CHALLENGE: Quote all of the entries below word for word, leaving the pictures out of your answer.

+++ ENTRIES SHOWN +++

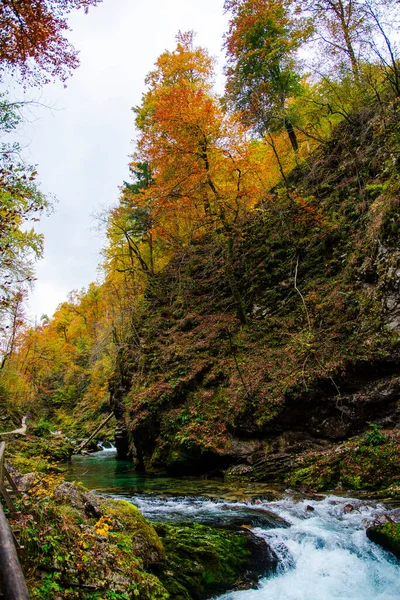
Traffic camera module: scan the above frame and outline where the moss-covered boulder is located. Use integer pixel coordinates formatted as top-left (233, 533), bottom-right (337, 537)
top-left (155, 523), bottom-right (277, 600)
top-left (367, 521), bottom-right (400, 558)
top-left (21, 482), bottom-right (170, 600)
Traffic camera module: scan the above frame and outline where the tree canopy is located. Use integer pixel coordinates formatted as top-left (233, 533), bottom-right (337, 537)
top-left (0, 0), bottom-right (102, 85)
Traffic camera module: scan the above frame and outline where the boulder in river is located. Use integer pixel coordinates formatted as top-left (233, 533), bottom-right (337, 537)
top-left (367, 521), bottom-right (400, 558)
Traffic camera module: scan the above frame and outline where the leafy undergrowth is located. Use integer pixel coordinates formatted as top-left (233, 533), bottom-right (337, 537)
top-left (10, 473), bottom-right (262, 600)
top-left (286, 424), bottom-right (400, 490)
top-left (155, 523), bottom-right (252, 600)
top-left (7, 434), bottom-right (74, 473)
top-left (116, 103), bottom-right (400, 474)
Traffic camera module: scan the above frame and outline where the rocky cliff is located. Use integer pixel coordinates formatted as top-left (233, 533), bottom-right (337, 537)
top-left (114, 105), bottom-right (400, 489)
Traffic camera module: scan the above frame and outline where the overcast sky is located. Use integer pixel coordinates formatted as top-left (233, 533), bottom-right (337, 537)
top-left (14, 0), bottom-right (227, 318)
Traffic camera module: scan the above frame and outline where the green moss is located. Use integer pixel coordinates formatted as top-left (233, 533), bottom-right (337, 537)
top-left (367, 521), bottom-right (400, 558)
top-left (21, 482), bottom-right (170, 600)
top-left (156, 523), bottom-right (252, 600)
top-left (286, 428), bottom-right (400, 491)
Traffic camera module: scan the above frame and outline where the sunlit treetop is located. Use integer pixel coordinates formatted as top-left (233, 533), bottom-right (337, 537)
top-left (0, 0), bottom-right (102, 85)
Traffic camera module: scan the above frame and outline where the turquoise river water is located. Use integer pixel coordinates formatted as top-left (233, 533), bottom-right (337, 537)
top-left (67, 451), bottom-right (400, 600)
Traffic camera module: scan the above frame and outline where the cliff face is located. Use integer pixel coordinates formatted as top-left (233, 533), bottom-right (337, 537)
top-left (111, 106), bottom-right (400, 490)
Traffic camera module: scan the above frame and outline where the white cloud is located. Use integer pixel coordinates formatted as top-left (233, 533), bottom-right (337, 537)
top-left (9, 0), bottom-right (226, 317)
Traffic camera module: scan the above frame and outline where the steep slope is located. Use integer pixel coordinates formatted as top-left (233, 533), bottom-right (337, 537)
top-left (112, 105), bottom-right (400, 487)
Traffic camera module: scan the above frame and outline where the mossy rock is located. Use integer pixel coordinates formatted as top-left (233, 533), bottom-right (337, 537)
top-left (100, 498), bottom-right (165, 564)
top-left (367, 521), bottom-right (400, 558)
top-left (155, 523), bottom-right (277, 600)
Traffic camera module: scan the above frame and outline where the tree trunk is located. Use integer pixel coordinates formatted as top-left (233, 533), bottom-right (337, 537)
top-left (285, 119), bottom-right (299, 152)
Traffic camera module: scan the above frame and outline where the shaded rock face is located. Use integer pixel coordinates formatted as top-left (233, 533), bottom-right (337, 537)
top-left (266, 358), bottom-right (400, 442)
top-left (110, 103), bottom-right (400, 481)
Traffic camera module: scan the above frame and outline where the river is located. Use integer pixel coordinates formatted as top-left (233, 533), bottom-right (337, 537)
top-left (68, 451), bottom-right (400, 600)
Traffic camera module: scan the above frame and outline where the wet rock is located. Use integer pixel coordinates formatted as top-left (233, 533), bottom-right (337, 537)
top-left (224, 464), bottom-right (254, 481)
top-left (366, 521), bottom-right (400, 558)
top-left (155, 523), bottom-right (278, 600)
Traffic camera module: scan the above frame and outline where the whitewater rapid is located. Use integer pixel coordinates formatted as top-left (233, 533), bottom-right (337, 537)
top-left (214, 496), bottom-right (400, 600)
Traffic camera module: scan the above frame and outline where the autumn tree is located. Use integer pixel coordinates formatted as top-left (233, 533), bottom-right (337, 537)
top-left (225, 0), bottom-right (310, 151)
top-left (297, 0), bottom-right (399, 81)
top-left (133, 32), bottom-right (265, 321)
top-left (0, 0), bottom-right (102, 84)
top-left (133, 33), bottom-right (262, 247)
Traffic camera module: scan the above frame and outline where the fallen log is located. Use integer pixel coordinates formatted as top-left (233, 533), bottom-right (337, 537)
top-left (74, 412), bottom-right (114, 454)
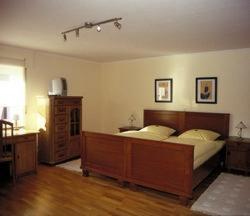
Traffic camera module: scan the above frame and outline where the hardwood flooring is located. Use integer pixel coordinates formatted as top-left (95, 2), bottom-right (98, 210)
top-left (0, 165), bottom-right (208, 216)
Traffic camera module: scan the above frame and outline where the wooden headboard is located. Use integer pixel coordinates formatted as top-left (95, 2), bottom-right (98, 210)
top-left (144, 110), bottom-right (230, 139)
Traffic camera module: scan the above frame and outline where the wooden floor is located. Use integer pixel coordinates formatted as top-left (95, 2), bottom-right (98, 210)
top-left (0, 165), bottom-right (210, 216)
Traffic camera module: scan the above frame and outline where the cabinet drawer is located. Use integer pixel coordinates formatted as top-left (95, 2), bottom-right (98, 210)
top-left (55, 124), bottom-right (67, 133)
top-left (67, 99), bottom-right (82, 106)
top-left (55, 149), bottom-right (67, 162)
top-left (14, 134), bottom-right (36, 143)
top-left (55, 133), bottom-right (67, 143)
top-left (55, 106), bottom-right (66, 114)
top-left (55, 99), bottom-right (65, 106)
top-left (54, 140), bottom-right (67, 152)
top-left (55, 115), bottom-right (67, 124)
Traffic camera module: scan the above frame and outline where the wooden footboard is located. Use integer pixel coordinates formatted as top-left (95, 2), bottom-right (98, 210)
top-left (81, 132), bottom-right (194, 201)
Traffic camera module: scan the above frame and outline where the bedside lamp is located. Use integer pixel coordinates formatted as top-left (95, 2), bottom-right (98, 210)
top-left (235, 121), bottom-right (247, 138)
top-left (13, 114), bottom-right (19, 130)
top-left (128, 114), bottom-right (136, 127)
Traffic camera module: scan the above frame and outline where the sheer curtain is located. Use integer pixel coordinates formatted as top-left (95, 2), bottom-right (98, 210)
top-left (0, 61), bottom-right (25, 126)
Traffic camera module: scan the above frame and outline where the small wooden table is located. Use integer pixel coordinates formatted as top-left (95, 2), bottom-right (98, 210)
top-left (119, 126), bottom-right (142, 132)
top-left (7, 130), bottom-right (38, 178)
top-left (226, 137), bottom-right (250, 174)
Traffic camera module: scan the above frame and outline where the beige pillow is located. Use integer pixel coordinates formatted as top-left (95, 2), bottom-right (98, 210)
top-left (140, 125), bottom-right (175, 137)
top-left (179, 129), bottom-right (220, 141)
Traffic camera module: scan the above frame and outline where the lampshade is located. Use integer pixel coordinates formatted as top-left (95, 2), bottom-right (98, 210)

+++

THE SOLUTION:
Traffic camera module: scan the above frame and outline where the moss-covered boulder is located. Use integer pixel coordinates formatted as top-left (233, 533), bottom-right (337, 537)
top-left (155, 523), bottom-right (277, 600)
top-left (367, 521), bottom-right (400, 558)
top-left (21, 482), bottom-right (170, 600)
Traffic camera module: scan the above frame and outline where the tree canopy is located. Use integer pixel coordinates formatted as top-left (233, 533), bottom-right (337, 537)
top-left (0, 0), bottom-right (102, 85)
Traffic camera module: scan the above frame and outline where the boulder in river is located. Use integer pixel coordinates formatted as top-left (233, 533), bottom-right (337, 537)
top-left (367, 521), bottom-right (400, 558)
Traffic camera module: scan the above frame and outline where the leafy undergrowth is located. Use integer pixel coordinates formatted as top-left (233, 533), bottom-right (337, 537)
top-left (10, 473), bottom-right (262, 600)
top-left (286, 424), bottom-right (400, 490)
top-left (155, 523), bottom-right (252, 600)
top-left (7, 434), bottom-right (74, 473)
top-left (116, 103), bottom-right (400, 474)
Traffic camera module: scan the above frame and outline where the rocky cliff is located. Use integer pixel coordinates formatted as top-left (233, 533), bottom-right (337, 537)
top-left (114, 105), bottom-right (400, 489)
Traffic camera module: scan the above frame and outline where the overcast sky is located. Use integer pixel coordinates formatted as top-left (233, 533), bottom-right (337, 537)
top-left (14, 0), bottom-right (227, 318)
Traffic camera module: scan the above frame and outline where the green moss is located. Use integer pixel coordinates formatted as top-left (233, 533), bottom-right (337, 537)
top-left (367, 521), bottom-right (400, 558)
top-left (21, 482), bottom-right (170, 600)
top-left (156, 523), bottom-right (252, 600)
top-left (286, 428), bottom-right (400, 491)
Traffic camera module: scan the above frame and outline where the sunlit treetop is located. Use integer pixel coordinates formatted as top-left (233, 533), bottom-right (337, 537)
top-left (0, 0), bottom-right (102, 85)
Traffic camera module: scan the above frame and outline where the turquoise river water is located. Use integer pixel coordinates formatted as top-left (233, 533), bottom-right (337, 537)
top-left (67, 451), bottom-right (400, 600)
Traffic camera module: scan the above frame and outline where the cliff face is located. Use integer pixel coordinates formatted as top-left (233, 533), bottom-right (337, 537)
top-left (111, 106), bottom-right (400, 490)
Traffic camera module: scan the above frame and outline where the white cloud is located. Use integer pixel coordinates formatted as top-left (233, 533), bottom-right (337, 537)
top-left (9, 0), bottom-right (226, 317)
Traffic camera module: scan the above frame and outline where the steep slope is located. Use integer pixel coordinates formatted as top-left (233, 533), bottom-right (337, 537)
top-left (112, 105), bottom-right (400, 487)
Traffic camera module: scan the above frame and outline where the mossy rock is located. Use integer pixel coordinates formatted as top-left (233, 533), bottom-right (337, 537)
top-left (100, 498), bottom-right (165, 564)
top-left (367, 521), bottom-right (400, 558)
top-left (155, 523), bottom-right (277, 600)
Traffic camera module: scan the above frame and outline where the tree trunk is located. Use integer pixel coordinates formatted as top-left (233, 533), bottom-right (337, 537)
top-left (285, 119), bottom-right (299, 152)
Traffic camera module: scan the above frame and outline where the shaded rock face is located. Use integer pixel coordinates formatted as top-left (233, 533), bottom-right (337, 537)
top-left (266, 358), bottom-right (400, 442)
top-left (110, 103), bottom-right (400, 481)
Traffic camera module: scan the above frame and outline where the river is located. Use integer pixel coordinates formatted as top-left (233, 533), bottom-right (337, 537)
top-left (68, 451), bottom-right (400, 600)
Traffic camera module: scan the above frame and outline where the wet rock is located. Use integer pixel coordinates formatted as top-left (233, 533), bottom-right (337, 537)
top-left (224, 464), bottom-right (254, 481)
top-left (366, 521), bottom-right (400, 558)
top-left (155, 523), bottom-right (278, 600)
Traffic camera module: scan the above frame and outline where the whitewater rapid is located. Use integer pixel coordinates formatted as top-left (233, 533), bottom-right (337, 537)
top-left (214, 496), bottom-right (400, 600)
Traffic camera module: scan the above frame and outline where the autumn tree is located. Use integer pixel coordinates formatted as top-left (233, 533), bottom-right (337, 537)
top-left (225, 0), bottom-right (310, 151)
top-left (297, 0), bottom-right (399, 81)
top-left (133, 32), bottom-right (265, 321)
top-left (0, 0), bottom-right (102, 84)
top-left (133, 33), bottom-right (262, 247)
Traffic camera module: scan the above frame and outline where the fallen log is located. Use integer pixel coordinates formatted as top-left (233, 533), bottom-right (337, 537)
top-left (74, 412), bottom-right (114, 454)
Traffic camera module: scan the above frame and outline where the hardwood flooring is located. Use integer pixel coordinates formatted as top-left (95, 2), bottom-right (98, 210)
top-left (0, 165), bottom-right (208, 216)
Traffic camera module: scan the above frame and outline where the wooden headboard is located. Use integer pixel coordinates formatted as top-left (95, 2), bottom-right (98, 210)
top-left (144, 110), bottom-right (230, 139)
Traffic camera module: scan the above frame and outline where the wooden floor is located. Use integer pixel coordinates formatted as top-left (95, 2), bottom-right (98, 210)
top-left (0, 165), bottom-right (210, 216)
Traffic camera module: scan the above frame and outline where the cabinet drawer is located. Use integer pixel coordinates formatted as top-left (95, 2), bottom-right (98, 210)
top-left (55, 124), bottom-right (67, 133)
top-left (67, 99), bottom-right (82, 106)
top-left (55, 149), bottom-right (67, 162)
top-left (14, 134), bottom-right (36, 143)
top-left (55, 133), bottom-right (67, 143)
top-left (55, 106), bottom-right (66, 114)
top-left (55, 99), bottom-right (65, 106)
top-left (54, 140), bottom-right (67, 152)
top-left (55, 115), bottom-right (67, 124)
Traffic camera module: scan the above frame and outline where the wooden footboard is located. Use integer pixel coordinates formatted as top-left (95, 2), bottom-right (98, 210)
top-left (81, 132), bottom-right (194, 201)
Traffic camera module: scan the above frame and outline where the bedside lamp is located. Use integer pixel coordinates formatted as top-left (95, 2), bottom-right (98, 210)
top-left (235, 121), bottom-right (247, 138)
top-left (13, 114), bottom-right (19, 130)
top-left (128, 114), bottom-right (136, 127)
Traffic camera module: scan the above frame and outline where the sheer curtain is located. Use integer pixel coordinates formatted as top-left (95, 2), bottom-right (98, 210)
top-left (0, 61), bottom-right (25, 126)
Traffic camera module: scan the above frame and outline where the small wooden table is located. Use integer pixel coordinates formatted as top-left (95, 2), bottom-right (98, 210)
top-left (119, 126), bottom-right (142, 132)
top-left (7, 130), bottom-right (38, 178)
top-left (226, 137), bottom-right (250, 174)
Traffic camera module: scan the above frame and outline where the beige pillow is located. Use integer pixel coordinates formatted as top-left (95, 2), bottom-right (98, 210)
top-left (140, 125), bottom-right (175, 137)
top-left (179, 129), bottom-right (220, 141)
Traffic camera module: scan the above frame and outline where the lampshade is located. Use integer pixel coordinates formatted as top-left (95, 2), bottom-right (98, 210)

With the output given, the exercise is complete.